--- START OF Stored records ---

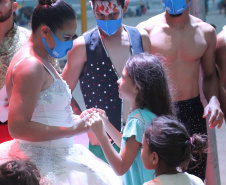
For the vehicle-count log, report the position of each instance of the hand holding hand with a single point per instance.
(96, 124)
(103, 115)
(216, 114)
(86, 112)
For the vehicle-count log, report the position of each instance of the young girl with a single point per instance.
(19, 172)
(144, 84)
(168, 149)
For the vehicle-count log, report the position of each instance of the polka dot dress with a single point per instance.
(99, 79)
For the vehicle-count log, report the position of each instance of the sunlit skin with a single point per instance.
(26, 82)
(7, 8)
(186, 43)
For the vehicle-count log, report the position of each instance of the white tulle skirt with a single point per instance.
(74, 165)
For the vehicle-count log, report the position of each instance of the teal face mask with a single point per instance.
(109, 26)
(61, 48)
(175, 7)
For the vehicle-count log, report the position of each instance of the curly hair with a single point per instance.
(52, 13)
(170, 140)
(148, 74)
(19, 172)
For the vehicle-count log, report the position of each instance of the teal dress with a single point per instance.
(137, 121)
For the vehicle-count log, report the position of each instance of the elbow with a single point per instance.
(121, 171)
(14, 131)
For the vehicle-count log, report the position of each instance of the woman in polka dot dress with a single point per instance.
(144, 85)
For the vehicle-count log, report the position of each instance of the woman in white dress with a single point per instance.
(41, 120)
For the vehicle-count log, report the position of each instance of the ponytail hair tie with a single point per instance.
(191, 140)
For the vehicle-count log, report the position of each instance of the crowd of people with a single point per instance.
(144, 117)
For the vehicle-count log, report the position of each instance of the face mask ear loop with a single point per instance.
(91, 4)
(173, 6)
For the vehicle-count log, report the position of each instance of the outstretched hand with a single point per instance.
(103, 115)
(216, 115)
(96, 124)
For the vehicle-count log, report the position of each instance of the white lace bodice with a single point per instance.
(53, 109)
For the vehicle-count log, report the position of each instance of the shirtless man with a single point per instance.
(187, 42)
(97, 60)
(221, 63)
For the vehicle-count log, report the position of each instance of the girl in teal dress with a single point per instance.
(144, 84)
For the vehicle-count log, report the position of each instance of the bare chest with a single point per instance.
(178, 45)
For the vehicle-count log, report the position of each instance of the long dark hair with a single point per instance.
(52, 13)
(148, 74)
(170, 140)
(19, 172)
(120, 2)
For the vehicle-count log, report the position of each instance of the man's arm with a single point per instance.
(210, 81)
(221, 64)
(74, 67)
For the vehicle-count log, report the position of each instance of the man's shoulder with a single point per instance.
(152, 22)
(204, 26)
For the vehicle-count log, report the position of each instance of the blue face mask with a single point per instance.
(175, 6)
(109, 26)
(61, 48)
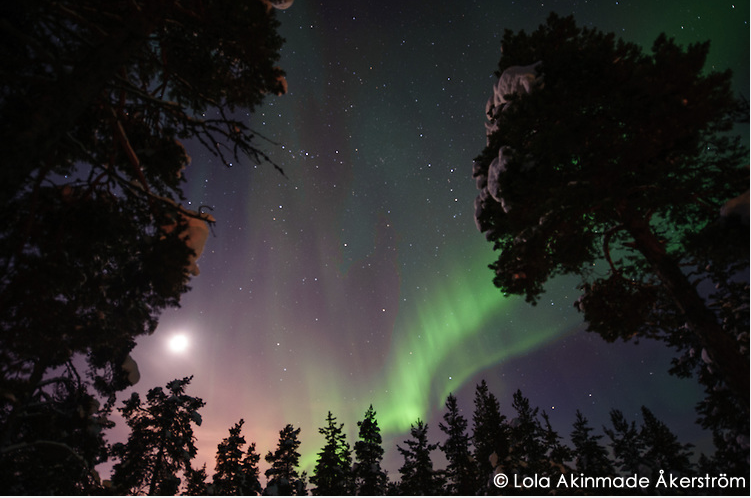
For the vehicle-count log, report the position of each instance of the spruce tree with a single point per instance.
(161, 443)
(417, 474)
(195, 482)
(590, 457)
(333, 473)
(528, 453)
(461, 472)
(558, 453)
(233, 475)
(370, 478)
(250, 469)
(96, 98)
(283, 477)
(489, 436)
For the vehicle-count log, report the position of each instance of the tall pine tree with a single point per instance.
(370, 478)
(233, 474)
(418, 475)
(283, 476)
(333, 473)
(461, 471)
(489, 436)
(161, 443)
(590, 457)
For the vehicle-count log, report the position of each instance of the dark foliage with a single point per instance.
(614, 167)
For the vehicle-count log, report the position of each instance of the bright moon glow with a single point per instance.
(178, 343)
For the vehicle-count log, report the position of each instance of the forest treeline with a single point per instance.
(158, 456)
(639, 171)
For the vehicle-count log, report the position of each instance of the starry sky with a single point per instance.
(360, 278)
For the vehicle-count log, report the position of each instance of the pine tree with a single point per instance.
(461, 472)
(161, 443)
(590, 457)
(333, 472)
(235, 475)
(250, 469)
(95, 99)
(195, 482)
(628, 165)
(489, 436)
(528, 453)
(418, 476)
(558, 454)
(370, 478)
(57, 443)
(283, 477)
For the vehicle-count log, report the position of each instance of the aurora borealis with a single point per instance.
(360, 278)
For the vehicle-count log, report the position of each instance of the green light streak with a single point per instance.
(463, 327)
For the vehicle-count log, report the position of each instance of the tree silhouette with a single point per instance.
(161, 443)
(418, 475)
(489, 435)
(590, 458)
(283, 477)
(96, 98)
(57, 444)
(599, 154)
(195, 482)
(370, 478)
(461, 472)
(235, 474)
(332, 474)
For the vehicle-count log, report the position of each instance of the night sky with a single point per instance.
(361, 277)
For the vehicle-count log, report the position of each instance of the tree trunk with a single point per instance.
(722, 348)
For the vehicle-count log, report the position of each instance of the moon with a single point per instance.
(178, 343)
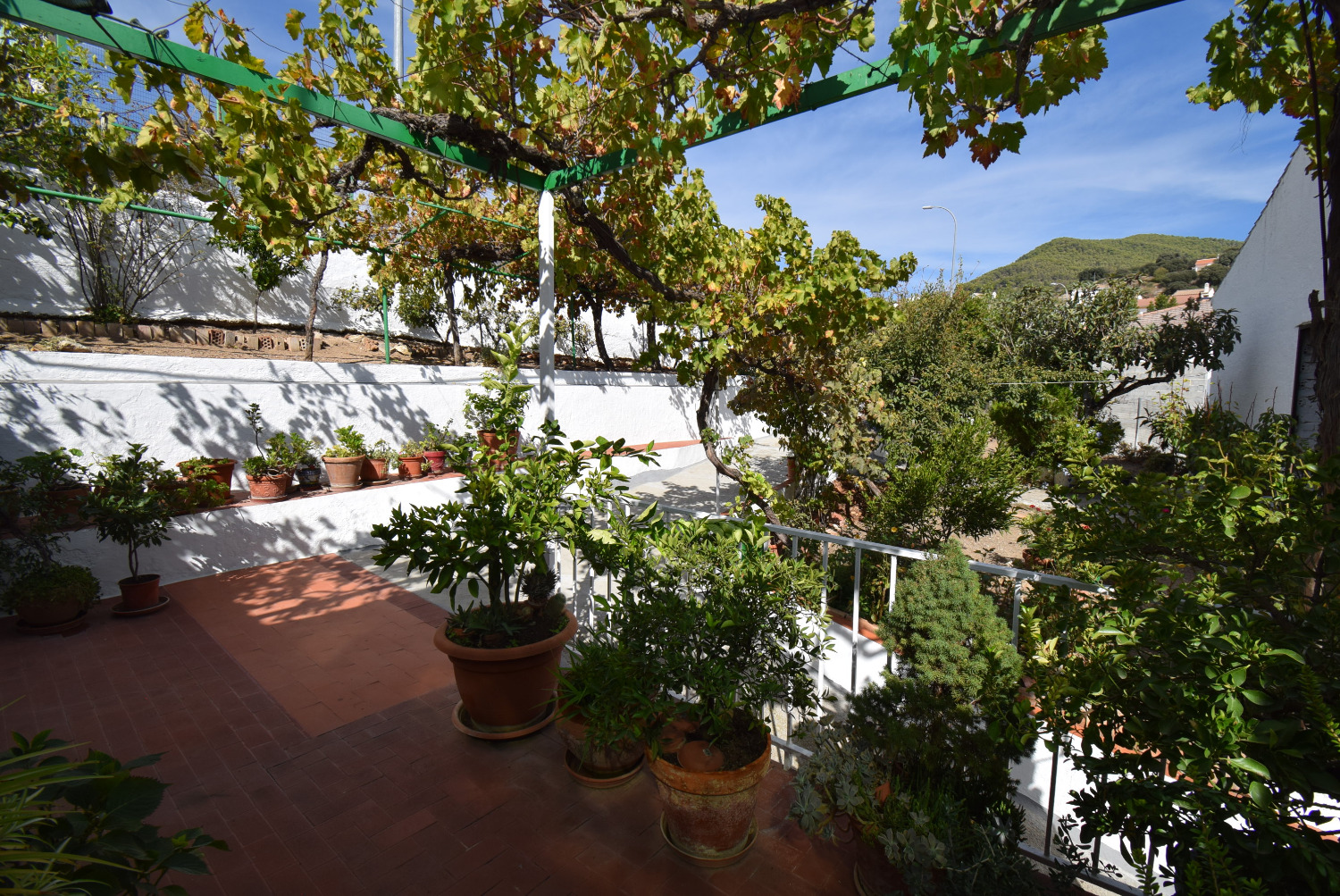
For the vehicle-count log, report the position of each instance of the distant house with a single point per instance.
(1278, 267)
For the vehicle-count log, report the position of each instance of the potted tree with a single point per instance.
(128, 507)
(345, 459)
(378, 462)
(496, 413)
(412, 459)
(919, 766)
(709, 611)
(504, 646)
(47, 596)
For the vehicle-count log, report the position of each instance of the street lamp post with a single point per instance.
(953, 255)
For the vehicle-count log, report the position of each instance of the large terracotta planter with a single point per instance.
(139, 592)
(345, 472)
(270, 488)
(373, 469)
(436, 459)
(511, 687)
(709, 816)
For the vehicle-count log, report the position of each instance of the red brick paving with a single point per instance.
(327, 639)
(397, 802)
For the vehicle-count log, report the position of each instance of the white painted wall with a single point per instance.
(40, 276)
(184, 407)
(1268, 286)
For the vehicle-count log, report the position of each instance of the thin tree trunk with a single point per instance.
(710, 382)
(313, 297)
(598, 329)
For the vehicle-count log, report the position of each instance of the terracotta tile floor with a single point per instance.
(393, 802)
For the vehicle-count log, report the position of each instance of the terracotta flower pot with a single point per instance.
(373, 469)
(709, 815)
(343, 472)
(508, 687)
(270, 488)
(436, 459)
(220, 470)
(48, 614)
(598, 762)
(138, 592)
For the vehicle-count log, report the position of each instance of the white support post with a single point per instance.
(547, 305)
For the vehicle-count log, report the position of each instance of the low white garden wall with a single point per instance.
(184, 407)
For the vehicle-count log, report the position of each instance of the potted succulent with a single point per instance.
(217, 469)
(496, 412)
(412, 461)
(59, 480)
(709, 611)
(506, 647)
(434, 445)
(378, 462)
(345, 459)
(128, 507)
(919, 766)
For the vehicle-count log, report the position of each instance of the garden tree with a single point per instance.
(1206, 681)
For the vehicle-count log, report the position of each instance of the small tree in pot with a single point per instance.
(713, 614)
(128, 507)
(506, 649)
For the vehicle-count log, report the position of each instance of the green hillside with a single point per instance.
(1063, 259)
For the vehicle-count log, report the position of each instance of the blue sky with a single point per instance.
(1127, 155)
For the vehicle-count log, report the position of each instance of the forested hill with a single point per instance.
(1064, 259)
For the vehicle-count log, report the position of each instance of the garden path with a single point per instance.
(396, 802)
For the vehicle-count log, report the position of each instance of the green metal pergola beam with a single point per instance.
(142, 45)
(863, 80)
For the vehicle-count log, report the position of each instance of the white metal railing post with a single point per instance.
(547, 303)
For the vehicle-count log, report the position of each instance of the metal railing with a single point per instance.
(785, 718)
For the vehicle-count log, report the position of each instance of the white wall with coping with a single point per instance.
(182, 407)
(1268, 286)
(42, 278)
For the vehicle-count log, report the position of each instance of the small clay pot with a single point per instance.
(373, 470)
(138, 592)
(345, 472)
(436, 459)
(270, 488)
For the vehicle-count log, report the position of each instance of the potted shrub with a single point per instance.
(217, 469)
(434, 445)
(128, 507)
(378, 462)
(496, 412)
(59, 480)
(919, 767)
(412, 461)
(345, 459)
(709, 611)
(504, 647)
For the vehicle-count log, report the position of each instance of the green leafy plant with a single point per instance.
(1203, 682)
(129, 505)
(348, 442)
(504, 532)
(500, 406)
(921, 762)
(78, 826)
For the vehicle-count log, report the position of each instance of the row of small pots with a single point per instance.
(709, 816)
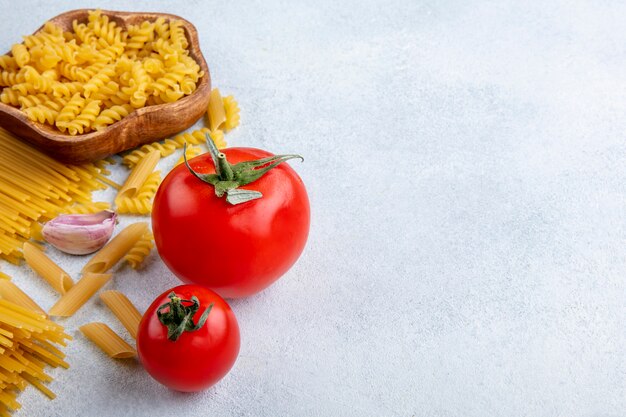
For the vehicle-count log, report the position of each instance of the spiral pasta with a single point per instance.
(141, 65)
(140, 251)
(70, 111)
(83, 122)
(41, 114)
(111, 115)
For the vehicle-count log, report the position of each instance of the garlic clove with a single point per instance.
(80, 234)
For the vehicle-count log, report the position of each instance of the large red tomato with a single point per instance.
(195, 355)
(236, 250)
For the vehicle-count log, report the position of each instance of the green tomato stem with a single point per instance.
(228, 178)
(179, 317)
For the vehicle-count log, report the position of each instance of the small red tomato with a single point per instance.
(234, 221)
(188, 339)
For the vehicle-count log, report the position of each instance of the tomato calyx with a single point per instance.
(228, 178)
(179, 318)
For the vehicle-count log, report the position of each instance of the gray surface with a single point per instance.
(466, 169)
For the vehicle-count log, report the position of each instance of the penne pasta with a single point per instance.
(117, 247)
(47, 269)
(78, 295)
(139, 175)
(11, 292)
(108, 341)
(216, 112)
(123, 309)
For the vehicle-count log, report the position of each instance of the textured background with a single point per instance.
(466, 169)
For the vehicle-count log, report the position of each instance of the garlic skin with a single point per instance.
(80, 234)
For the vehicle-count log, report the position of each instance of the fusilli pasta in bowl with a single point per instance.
(91, 83)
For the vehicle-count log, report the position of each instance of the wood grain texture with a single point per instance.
(143, 125)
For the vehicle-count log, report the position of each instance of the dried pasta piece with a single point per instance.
(47, 269)
(231, 108)
(139, 174)
(11, 292)
(78, 295)
(123, 309)
(133, 205)
(87, 208)
(191, 152)
(27, 344)
(150, 186)
(108, 341)
(138, 253)
(216, 112)
(116, 248)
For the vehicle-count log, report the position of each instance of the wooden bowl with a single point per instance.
(143, 125)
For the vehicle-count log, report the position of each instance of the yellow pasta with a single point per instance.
(133, 205)
(118, 69)
(47, 269)
(11, 292)
(87, 208)
(117, 247)
(231, 110)
(35, 188)
(138, 175)
(27, 345)
(191, 152)
(140, 250)
(216, 112)
(108, 341)
(78, 295)
(123, 309)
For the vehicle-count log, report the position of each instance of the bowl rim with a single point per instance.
(80, 14)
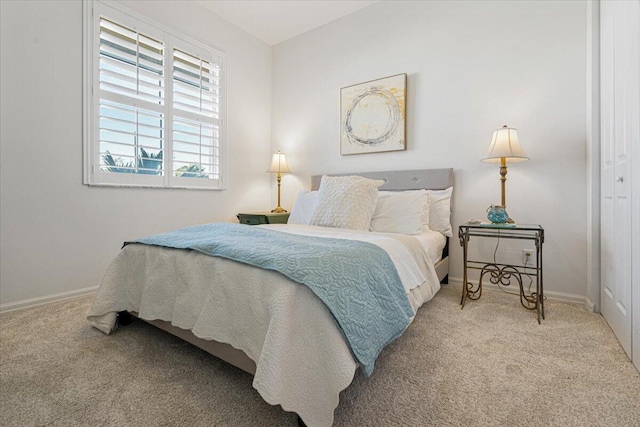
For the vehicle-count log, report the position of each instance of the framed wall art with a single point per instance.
(372, 116)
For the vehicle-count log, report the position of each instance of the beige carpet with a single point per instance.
(489, 364)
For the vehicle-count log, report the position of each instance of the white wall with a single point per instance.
(472, 67)
(58, 235)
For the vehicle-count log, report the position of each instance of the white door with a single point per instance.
(619, 124)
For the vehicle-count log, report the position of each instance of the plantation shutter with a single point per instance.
(132, 97)
(153, 108)
(196, 116)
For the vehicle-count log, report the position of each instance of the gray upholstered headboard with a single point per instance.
(430, 179)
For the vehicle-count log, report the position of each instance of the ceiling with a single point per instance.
(276, 21)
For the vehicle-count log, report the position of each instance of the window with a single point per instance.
(153, 105)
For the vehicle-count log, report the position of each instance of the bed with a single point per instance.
(261, 320)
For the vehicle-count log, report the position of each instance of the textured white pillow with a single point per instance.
(440, 211)
(303, 207)
(346, 202)
(402, 212)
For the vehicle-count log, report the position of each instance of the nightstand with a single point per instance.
(257, 218)
(503, 274)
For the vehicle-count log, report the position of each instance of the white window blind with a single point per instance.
(196, 120)
(156, 112)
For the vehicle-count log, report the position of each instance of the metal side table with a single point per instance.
(503, 274)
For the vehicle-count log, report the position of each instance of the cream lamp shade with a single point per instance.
(505, 145)
(279, 163)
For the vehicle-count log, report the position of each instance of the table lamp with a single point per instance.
(279, 166)
(505, 147)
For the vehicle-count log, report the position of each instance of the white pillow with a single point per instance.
(404, 212)
(440, 211)
(346, 202)
(303, 207)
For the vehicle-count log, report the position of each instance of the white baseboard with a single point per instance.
(590, 306)
(553, 295)
(48, 299)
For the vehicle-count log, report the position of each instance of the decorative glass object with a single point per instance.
(497, 214)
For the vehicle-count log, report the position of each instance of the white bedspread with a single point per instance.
(302, 360)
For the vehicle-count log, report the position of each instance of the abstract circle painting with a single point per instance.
(373, 116)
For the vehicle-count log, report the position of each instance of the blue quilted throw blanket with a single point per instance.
(357, 281)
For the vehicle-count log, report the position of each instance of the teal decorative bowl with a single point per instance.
(497, 214)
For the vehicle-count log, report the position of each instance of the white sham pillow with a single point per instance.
(303, 207)
(404, 212)
(346, 202)
(440, 211)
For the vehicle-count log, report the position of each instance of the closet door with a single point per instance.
(619, 124)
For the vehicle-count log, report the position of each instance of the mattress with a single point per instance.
(302, 359)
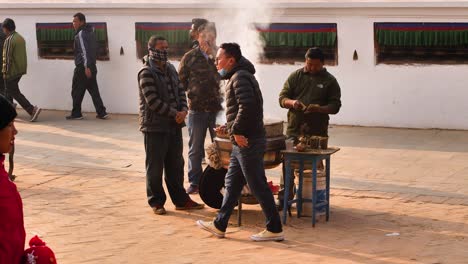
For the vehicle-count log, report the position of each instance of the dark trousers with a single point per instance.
(198, 124)
(164, 153)
(246, 165)
(80, 85)
(13, 92)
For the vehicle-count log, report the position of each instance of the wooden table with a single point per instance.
(314, 156)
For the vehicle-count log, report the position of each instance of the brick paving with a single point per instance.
(83, 190)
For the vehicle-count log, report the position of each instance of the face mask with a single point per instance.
(222, 72)
(158, 55)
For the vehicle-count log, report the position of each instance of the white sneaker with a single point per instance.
(210, 227)
(266, 235)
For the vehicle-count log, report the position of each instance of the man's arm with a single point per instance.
(184, 74)
(333, 101)
(286, 99)
(149, 91)
(245, 98)
(8, 48)
(85, 44)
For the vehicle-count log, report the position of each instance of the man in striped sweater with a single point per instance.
(163, 108)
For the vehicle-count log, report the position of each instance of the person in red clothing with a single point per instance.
(12, 234)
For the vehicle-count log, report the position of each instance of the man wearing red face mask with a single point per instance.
(12, 232)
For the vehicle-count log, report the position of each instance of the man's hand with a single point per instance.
(221, 129)
(312, 108)
(241, 141)
(180, 117)
(298, 105)
(88, 73)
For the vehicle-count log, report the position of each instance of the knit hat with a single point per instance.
(7, 112)
(38, 253)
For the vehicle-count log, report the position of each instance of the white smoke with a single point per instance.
(235, 22)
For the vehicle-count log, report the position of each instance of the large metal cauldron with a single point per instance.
(275, 143)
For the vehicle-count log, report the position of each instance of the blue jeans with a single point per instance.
(246, 165)
(198, 124)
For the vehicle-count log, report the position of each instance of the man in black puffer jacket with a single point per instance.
(244, 115)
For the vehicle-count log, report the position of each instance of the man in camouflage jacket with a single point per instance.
(200, 79)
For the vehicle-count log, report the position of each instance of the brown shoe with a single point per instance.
(159, 210)
(190, 205)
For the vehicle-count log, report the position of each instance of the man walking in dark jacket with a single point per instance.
(163, 107)
(244, 114)
(84, 76)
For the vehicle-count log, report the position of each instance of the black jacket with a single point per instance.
(244, 102)
(85, 46)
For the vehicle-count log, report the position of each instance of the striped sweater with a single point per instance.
(160, 98)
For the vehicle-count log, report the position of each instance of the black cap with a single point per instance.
(197, 22)
(9, 24)
(7, 112)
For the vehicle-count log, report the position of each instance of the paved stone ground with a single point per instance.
(83, 190)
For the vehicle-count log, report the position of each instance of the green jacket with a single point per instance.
(200, 79)
(15, 60)
(322, 89)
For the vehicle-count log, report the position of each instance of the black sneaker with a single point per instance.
(192, 189)
(103, 117)
(35, 114)
(70, 117)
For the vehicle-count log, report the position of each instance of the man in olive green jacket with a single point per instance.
(311, 94)
(14, 67)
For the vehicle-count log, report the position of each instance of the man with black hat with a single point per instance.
(311, 94)
(315, 88)
(244, 115)
(14, 66)
(163, 107)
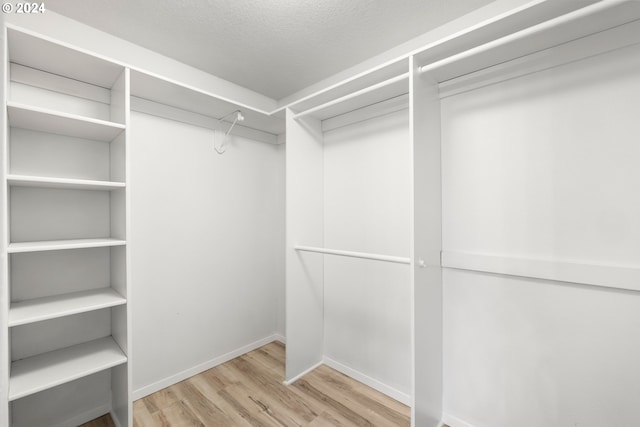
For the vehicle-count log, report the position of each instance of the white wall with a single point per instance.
(544, 166)
(367, 304)
(207, 248)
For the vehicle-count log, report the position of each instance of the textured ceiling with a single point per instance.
(275, 47)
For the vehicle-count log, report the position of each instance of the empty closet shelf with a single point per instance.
(373, 94)
(364, 255)
(38, 373)
(36, 310)
(66, 183)
(51, 121)
(53, 245)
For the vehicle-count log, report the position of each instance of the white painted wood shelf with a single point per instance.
(66, 183)
(46, 120)
(53, 245)
(38, 309)
(47, 370)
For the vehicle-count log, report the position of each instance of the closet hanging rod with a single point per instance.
(580, 13)
(352, 95)
(238, 118)
(377, 257)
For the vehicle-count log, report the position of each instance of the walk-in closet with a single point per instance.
(443, 233)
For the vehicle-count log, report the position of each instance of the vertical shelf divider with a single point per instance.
(426, 274)
(5, 363)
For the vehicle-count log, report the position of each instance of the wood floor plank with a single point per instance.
(103, 421)
(141, 415)
(201, 406)
(249, 392)
(331, 381)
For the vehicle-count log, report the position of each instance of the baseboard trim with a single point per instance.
(115, 419)
(87, 416)
(302, 374)
(188, 373)
(367, 380)
(453, 421)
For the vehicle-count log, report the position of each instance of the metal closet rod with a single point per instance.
(580, 13)
(364, 255)
(352, 95)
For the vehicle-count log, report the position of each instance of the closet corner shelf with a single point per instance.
(53, 245)
(352, 254)
(66, 183)
(36, 310)
(47, 370)
(51, 121)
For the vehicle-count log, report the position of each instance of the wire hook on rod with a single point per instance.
(238, 118)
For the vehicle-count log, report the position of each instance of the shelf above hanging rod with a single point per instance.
(353, 95)
(563, 19)
(364, 255)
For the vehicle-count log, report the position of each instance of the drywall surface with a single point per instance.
(367, 199)
(544, 166)
(206, 245)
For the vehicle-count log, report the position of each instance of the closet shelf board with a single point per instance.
(51, 121)
(41, 372)
(67, 183)
(53, 245)
(42, 54)
(36, 310)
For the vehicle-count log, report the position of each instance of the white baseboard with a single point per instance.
(280, 338)
(87, 416)
(187, 373)
(371, 382)
(452, 421)
(302, 374)
(115, 419)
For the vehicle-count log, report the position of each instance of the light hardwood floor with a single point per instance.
(248, 391)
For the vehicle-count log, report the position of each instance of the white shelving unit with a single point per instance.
(47, 370)
(57, 245)
(65, 280)
(48, 182)
(524, 41)
(50, 121)
(39, 309)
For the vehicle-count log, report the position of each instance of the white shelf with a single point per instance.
(54, 245)
(39, 309)
(38, 373)
(42, 54)
(70, 183)
(46, 120)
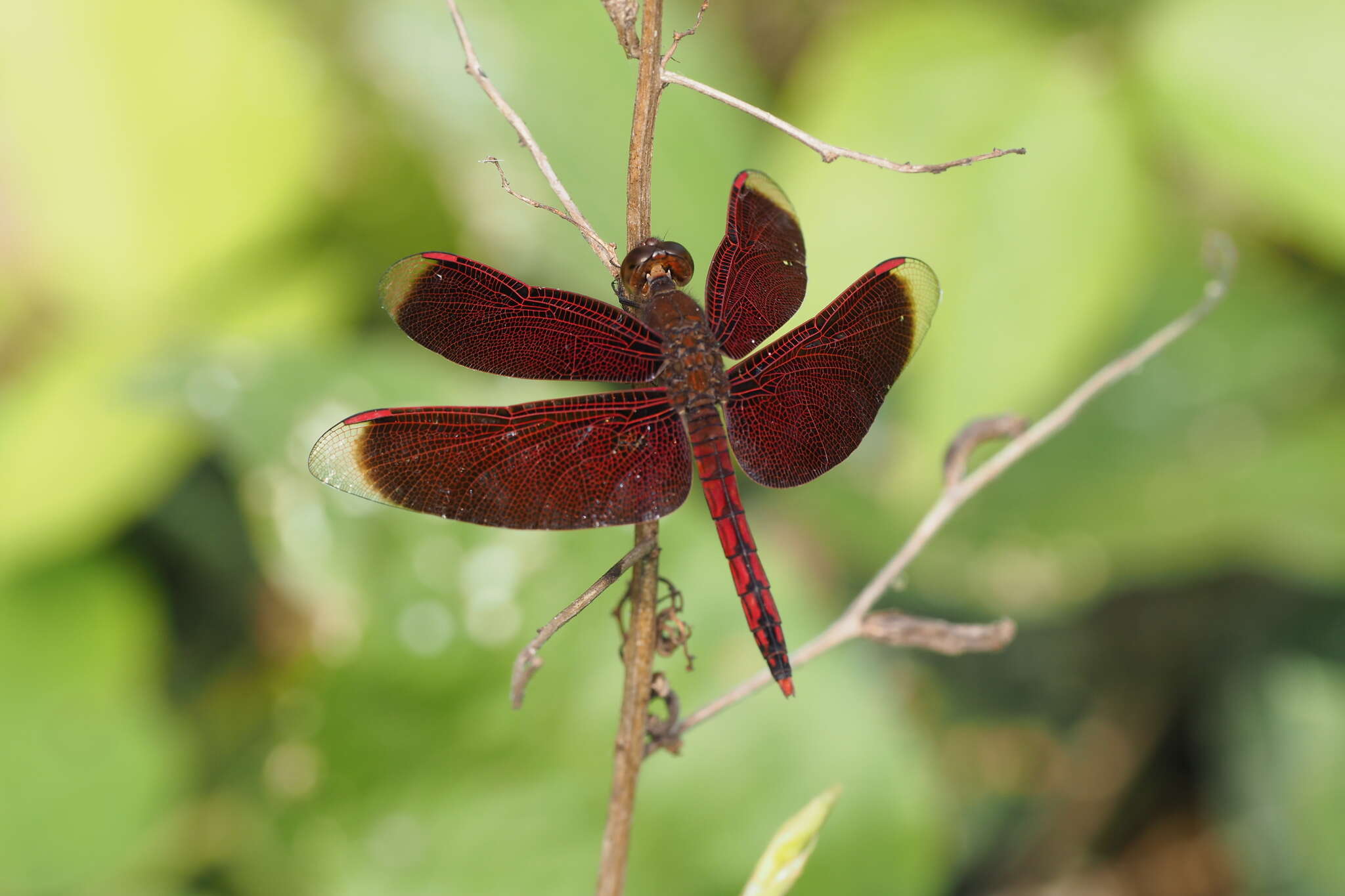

--- END OF Stored records ---

Job: How many lines of the items above contain the string "teal"? Give only the number.

Output for this task: 4